═════ Extract provided ═════

DIRECTOR: Simon Curtis

CAST: Helen Mirren, Ryan Reynolds, Daniel Bruhl and Katie Holmes,

CLASSIFICATION: 10-12PG P

RUNNING TIME: 96 minutes

RATING: ***

 

 

 

UNLIKE another film about art looted by the Nazis during WWII – The Monuments Men – Woman In Gold personalises its story. While it still falters a bit on the side of a cookie-cutter story treatment, this film is a whole lot more fascinating than George Clooney’s stumble.

What Woman In Gold does have going for it is a strong performance from the always on point Mirren (pictured) and a fascinating true story.

The film takes its narrative cue from the real-life story of Maria Altmann (Mirren), who late in life took on the Austrian government to claim back a painting of her aunt, plus several other works, which had been looted by the Nazis.

With the help of lawyer Randy Schoenberg (Reynolds), she navigated a labyrinth of court room appearances and arbitration – which is shown in excruciatingly slow detail and helps to impress upon the viewer that something like this does not just get solved overnight.

═════

| Directions |
[a] Name every cast member listed in the film review.
[b] Condense the paragraph of the film review beginning "The film takes its narrative cue" into a single shorter sentence that keeps its main facts.

═════ Supplied material ═════

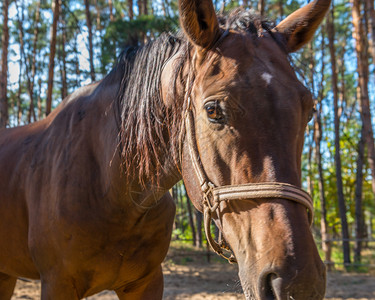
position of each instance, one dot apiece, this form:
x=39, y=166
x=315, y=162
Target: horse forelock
x=149, y=133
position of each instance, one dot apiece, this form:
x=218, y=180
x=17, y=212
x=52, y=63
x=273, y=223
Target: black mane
x=147, y=127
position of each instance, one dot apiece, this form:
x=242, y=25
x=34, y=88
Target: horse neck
x=131, y=189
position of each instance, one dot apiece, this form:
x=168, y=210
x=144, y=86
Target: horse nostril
x=269, y=293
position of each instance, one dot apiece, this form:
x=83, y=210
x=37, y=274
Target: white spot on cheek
x=267, y=78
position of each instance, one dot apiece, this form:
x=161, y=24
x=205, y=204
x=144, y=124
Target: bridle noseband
x=214, y=195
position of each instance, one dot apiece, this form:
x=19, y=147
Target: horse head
x=246, y=113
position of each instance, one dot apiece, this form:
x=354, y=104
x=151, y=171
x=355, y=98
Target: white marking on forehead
x=267, y=77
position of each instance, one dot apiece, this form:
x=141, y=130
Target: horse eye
x=214, y=112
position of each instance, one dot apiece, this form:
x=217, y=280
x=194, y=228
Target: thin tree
x=318, y=132
x=261, y=4
x=339, y=184
x=4, y=67
x=62, y=56
x=130, y=9
x=51, y=64
x=33, y=62
x=371, y=28
x=91, y=47
x=358, y=200
x=110, y=7
x=362, y=68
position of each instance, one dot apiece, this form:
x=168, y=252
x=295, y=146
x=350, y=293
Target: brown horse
x=83, y=193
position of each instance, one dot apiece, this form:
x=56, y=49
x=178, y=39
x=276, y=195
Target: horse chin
x=269, y=285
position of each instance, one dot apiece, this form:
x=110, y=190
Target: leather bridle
x=214, y=195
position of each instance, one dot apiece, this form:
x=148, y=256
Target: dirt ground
x=189, y=276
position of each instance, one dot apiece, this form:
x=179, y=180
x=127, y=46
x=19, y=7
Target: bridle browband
x=214, y=195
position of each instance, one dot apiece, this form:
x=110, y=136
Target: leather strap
x=213, y=196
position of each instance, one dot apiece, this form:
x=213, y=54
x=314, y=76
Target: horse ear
x=299, y=27
x=198, y=19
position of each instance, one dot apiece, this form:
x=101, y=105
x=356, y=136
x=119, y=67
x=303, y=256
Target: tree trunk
x=339, y=185
x=22, y=56
x=358, y=200
x=324, y=228
x=91, y=49
x=76, y=62
x=130, y=8
x=4, y=68
x=261, y=4
x=51, y=65
x=362, y=66
x=371, y=16
x=145, y=7
x=30, y=79
x=33, y=64
x=64, y=84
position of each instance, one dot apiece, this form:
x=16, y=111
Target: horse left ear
x=198, y=19
x=299, y=27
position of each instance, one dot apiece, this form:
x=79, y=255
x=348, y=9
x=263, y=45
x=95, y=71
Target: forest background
x=50, y=48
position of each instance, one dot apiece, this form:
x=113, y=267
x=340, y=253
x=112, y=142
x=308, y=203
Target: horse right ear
x=199, y=21
x=300, y=26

═════

| Solutions below |
[a] Helen Mirren, Ryan Reynolds, Daniel Bruhl, Katie Holmes

[b] The film draws on the true story of Maria Altmann (Mirren), who late in life challenged the Austrian government to reclaim a painting of her aunt and several other works looted by the Nazis.